# What to do
1: According to the background facts passage, how much did the Simmerings pay Wenger Construction for digging the hole?
2: Restate the paragraph of the background facts passage that begins "In 2004, Joseph and Linda Wenger" more briefly, keeping its main facts.
3: Decide whether each statement agrees with the background facts passage, answering yes or no and quoting the words of the passage that settle it: (a) Aaron Wenger testified that the hole was about three feet deep. (b) Joseph and Linda Wenger filed their suit in 2004. (c) Defendants spent $11,050 on consulting work.

# Reading passage
-*-
Background Facts & Proceedings
In 2002, Wenger Construction performed some work for Anthony and
Kathleen Schwendinger to help construct wetlands on their property.
The
Schwendinger property is adjacent to property owned by David and Deborah
Simmering. While the construction project was proceeding, David Simmering
asked Aaron Wenger to dig a hole where there was a spring, so his cattle would
have a watering hole.1 Aaron Wenger testified he dug a hole about three feet
deep and five feet wide at a location indicated by David Simmering.
The
Simmerings paid twenty-five dollars to Wenger Construction for the work.
In 2004, Joseph and Linda Wenger, and Aaron Wenger entered into a
lease agreement with P & A Farms, Ltd., doing business as Crooked Creek
Shooting Preserve (Crooked Creek). On January 9, 2006, Joseph and Linda
Wenger filed suit against Crooked Creek and the Schwendingers claiming the
lease was voidable, and asked the court to cancel the lease.
Defendants filed a counterclaim, alleging Wengers “caused damage upon
Defendants’ real estate by excavating and digging holes and performing
bulldozing which was not authorized by Defendants.” Defendants claimed the
hole dug by Aaron Wenger was actually on the Schwendingers’ property.
Defendants presented evidence to show they spent about $2838 on consulting
work to determine how the hole could be fixed, and $11,050 having the hole
refilled with a sealant so water could not seep out.
-*-
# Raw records
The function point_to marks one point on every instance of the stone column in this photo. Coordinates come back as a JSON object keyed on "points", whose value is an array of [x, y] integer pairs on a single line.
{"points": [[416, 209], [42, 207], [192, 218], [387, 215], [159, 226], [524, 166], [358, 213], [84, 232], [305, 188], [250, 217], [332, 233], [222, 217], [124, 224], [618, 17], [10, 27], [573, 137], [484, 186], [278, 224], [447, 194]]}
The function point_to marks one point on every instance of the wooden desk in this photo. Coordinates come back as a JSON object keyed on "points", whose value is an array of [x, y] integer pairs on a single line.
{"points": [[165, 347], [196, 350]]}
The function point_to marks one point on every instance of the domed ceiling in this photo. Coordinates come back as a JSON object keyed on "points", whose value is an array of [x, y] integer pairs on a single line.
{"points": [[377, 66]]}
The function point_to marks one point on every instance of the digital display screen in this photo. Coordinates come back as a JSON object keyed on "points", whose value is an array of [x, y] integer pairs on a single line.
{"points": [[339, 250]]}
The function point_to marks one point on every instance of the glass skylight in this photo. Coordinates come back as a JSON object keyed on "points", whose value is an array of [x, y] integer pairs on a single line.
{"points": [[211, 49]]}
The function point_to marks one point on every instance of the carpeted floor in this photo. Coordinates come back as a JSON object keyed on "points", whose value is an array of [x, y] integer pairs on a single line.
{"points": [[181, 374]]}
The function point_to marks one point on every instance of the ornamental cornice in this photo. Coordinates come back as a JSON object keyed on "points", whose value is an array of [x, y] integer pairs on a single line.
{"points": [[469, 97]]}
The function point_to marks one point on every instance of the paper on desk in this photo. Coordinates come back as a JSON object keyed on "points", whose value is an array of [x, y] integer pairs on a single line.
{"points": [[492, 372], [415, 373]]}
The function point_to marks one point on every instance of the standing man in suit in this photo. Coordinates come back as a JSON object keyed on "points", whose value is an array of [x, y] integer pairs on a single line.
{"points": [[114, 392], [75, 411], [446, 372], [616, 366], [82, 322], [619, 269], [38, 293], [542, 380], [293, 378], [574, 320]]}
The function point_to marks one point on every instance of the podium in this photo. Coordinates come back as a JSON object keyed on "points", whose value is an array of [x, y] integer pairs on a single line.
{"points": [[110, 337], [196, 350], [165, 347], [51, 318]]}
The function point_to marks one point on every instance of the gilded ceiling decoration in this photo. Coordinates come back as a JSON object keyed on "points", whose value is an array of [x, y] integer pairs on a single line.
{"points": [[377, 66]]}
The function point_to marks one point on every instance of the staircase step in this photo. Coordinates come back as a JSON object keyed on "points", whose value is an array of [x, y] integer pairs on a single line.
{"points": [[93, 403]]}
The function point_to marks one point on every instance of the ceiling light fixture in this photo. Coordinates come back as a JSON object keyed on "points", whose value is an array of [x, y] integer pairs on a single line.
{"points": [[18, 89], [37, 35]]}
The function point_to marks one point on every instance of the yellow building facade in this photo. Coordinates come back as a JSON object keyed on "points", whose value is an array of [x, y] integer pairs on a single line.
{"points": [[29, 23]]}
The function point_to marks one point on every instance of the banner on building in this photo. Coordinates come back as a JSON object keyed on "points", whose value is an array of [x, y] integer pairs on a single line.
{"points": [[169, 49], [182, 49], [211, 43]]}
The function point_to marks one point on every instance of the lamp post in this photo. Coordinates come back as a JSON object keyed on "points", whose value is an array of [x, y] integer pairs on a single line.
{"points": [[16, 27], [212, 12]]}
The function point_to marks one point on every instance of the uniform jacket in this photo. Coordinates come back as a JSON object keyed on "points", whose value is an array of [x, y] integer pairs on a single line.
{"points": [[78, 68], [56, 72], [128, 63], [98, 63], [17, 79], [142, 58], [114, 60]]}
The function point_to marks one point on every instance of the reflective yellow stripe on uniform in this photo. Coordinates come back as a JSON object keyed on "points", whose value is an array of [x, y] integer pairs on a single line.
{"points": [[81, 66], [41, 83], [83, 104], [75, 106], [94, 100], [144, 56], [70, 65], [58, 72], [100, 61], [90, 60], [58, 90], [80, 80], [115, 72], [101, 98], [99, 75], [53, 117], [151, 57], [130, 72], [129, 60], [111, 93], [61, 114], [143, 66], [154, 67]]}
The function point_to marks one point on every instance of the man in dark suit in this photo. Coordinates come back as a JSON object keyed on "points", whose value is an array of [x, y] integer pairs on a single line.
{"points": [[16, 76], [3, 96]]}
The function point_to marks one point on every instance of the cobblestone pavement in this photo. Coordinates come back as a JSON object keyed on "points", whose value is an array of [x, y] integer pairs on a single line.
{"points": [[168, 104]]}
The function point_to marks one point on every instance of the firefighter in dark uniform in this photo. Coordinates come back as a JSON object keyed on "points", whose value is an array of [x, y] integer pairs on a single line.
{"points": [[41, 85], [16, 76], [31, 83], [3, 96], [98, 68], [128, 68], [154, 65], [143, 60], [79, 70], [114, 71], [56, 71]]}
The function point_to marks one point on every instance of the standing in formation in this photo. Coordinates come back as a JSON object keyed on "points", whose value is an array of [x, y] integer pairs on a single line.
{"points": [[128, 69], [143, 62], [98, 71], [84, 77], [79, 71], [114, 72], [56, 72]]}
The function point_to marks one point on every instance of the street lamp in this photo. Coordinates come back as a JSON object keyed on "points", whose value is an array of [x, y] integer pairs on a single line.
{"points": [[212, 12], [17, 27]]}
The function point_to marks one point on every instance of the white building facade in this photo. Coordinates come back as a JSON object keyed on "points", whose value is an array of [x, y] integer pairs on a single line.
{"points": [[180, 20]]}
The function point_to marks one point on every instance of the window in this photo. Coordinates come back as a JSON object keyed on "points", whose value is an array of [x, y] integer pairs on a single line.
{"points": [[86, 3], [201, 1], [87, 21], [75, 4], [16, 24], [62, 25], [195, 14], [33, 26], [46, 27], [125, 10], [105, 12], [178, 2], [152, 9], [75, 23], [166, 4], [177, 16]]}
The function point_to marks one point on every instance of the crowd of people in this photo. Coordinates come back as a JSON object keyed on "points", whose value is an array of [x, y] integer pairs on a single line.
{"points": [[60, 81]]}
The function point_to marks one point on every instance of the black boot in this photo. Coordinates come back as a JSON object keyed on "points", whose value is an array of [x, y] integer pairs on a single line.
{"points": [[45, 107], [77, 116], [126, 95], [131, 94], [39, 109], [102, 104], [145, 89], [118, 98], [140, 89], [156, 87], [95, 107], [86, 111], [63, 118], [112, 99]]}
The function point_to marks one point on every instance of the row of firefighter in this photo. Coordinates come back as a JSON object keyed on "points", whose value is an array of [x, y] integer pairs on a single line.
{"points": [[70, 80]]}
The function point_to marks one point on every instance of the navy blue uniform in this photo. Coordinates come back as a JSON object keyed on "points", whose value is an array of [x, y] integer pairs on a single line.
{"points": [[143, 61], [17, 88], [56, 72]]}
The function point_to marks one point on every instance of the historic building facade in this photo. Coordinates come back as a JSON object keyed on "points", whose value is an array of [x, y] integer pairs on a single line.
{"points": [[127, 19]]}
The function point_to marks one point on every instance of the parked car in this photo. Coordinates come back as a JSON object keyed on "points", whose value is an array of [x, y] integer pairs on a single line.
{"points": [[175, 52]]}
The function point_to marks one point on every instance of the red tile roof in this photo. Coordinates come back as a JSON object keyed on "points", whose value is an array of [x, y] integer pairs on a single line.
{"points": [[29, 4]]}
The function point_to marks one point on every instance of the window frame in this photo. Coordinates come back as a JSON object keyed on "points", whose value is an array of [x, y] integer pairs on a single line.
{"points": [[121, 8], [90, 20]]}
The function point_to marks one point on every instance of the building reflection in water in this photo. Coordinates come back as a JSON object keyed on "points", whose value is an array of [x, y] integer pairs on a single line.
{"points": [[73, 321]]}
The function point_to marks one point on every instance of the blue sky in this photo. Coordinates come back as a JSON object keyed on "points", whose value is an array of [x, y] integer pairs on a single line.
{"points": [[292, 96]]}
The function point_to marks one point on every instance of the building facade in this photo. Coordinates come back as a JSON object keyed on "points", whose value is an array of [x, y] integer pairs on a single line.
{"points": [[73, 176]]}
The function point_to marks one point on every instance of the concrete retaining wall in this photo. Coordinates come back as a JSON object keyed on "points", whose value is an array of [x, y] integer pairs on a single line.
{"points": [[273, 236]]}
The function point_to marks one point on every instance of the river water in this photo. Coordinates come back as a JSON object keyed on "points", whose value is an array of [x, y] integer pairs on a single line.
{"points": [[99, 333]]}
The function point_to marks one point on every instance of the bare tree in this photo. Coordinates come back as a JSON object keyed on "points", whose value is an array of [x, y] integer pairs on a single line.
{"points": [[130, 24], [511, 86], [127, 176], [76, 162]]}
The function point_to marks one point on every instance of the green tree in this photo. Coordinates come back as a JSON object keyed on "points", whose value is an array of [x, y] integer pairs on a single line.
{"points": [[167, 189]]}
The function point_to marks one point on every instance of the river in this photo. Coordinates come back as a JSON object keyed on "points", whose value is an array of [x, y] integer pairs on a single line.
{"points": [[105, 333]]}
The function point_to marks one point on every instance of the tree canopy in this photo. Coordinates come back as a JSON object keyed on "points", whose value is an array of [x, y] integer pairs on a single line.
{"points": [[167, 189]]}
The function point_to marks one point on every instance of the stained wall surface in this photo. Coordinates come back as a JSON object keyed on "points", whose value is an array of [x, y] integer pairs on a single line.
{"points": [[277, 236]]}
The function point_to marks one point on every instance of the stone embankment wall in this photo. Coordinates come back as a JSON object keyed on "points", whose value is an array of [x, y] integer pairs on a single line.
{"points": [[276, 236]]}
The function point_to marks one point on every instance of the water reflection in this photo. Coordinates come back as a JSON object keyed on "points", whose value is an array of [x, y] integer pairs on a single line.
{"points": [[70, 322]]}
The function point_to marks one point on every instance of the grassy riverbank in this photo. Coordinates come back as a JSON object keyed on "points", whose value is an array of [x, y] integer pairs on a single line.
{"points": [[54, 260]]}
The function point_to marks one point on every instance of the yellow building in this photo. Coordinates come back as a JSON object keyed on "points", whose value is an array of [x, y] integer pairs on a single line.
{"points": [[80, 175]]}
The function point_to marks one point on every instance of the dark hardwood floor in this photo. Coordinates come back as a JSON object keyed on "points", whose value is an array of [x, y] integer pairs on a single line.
-*-
# Solutions by task
1: Twenty-five dollars.

2: In 2004, Joseph and Linda Wenger and Aaron Wenger leased with P & A Farms, Ltd., doing business as Crooked Creek Shooting Preserve. On January 9, 2006, Joseph and Linda Wenger sued Crooked Creek and the Schwendingers, claiming the lease was voidable and asking the court to cancel it.

3:
(a) Yes: "he dug a hole about three feet deep and five feet wide"
(b) No: "On January 9, 2006, Joseph and Linda Wenger filed suit"
(c) No: "they spent about $2838 on consulting work"